WHAT YOU ARE ASKED TO DO >>
Every entry must be echoed exactly.

RECORD EXTRACTS >>
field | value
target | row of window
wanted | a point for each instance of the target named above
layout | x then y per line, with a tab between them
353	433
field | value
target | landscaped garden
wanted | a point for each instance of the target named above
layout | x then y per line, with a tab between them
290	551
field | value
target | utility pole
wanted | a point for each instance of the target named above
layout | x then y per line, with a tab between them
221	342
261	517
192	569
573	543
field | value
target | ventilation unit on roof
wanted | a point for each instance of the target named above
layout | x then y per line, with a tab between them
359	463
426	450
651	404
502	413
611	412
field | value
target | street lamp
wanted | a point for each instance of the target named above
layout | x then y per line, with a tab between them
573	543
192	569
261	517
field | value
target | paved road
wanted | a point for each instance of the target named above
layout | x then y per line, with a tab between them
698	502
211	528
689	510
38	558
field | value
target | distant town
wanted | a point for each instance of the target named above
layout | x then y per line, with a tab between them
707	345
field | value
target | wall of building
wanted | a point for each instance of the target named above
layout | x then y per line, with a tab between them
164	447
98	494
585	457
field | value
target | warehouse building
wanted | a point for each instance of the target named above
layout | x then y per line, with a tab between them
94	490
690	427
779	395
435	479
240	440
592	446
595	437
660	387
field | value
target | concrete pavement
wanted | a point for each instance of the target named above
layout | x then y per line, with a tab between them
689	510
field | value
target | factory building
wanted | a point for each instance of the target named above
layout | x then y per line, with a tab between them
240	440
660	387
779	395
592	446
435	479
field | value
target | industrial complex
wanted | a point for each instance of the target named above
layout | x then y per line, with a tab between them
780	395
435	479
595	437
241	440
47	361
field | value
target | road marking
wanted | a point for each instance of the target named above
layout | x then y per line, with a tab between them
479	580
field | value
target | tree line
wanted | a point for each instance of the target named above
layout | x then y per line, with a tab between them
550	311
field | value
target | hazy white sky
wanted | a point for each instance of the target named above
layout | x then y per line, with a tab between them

ANSWER FOR THE TASK >>
field | value
target | row of window
wanted | a point for each instance of the target named above
layout | x then y per line, with a tab between them
353	433
field | value
target | landscaped garden
wanted | a point for each instance of the target named above
layout | x then y per line, with a tab between them
290	551
field | value
target | utility pole
wanted | a point for each instance of the target named above
layout | x then y per line, with a tab between them
221	342
261	517
192	569
573	543
field | value
target | ventilation unit on roof
wanted | a point for each instance of the target named above
layout | x then y per line, with a tab between them
359	463
426	450
651	404
502	413
611	412
field | value
target | street lamp
wanted | a point for each instance of the target named above
layout | x then y per line, with a tab between them
573	543
192	569
261	517
field | value
target | paved road
wanted | a point for each instance of the target named above
layout | x then y per line, with a tab between them
698	502
211	528
689	510
38	558
field | value
target | distant town
wanted | a point for each instance of the target named above
layout | x then y per line, with a tab between them
707	345
field | value
target | wall of building
wanted | a point for each instance of the target named above
layout | x then y per line, with a tab between them
164	447
98	494
585	457
field | value
target | warehouse building
wanted | a point for each instance of the target named above
layout | x then y per line, with a tab between them
94	490
690	427
779	395
435	479
240	440
592	446
595	437
660	387
field | value
target | concrete pavement
wanted | a point for each instance of the target named above
layout | x then y per line, with a tab between them
689	510
field | value
target | factory building
wanted | a point for each instance of the target named above
layout | x then y per line, with a tab between them
240	440
660	387
779	395
592	446
435	479
field | value
target | industrial complex
wanted | a point for each instance of the target named above
layout | x then y per line, with a tab between them
780	395
435	479
595	437
241	440
47	361
field | value
target | road marking
wanted | a point for each instance of the target named above
layout | x then y per line, with a tab between them
479	580
field | value
target | tree line
wanted | a point for each instance of the target named above
layout | x then y per line, with a tab between them
550	311
field | value
target | hazy white sky
wanted | a point for each instance of the target named above
layout | x then y per line, with a tab between them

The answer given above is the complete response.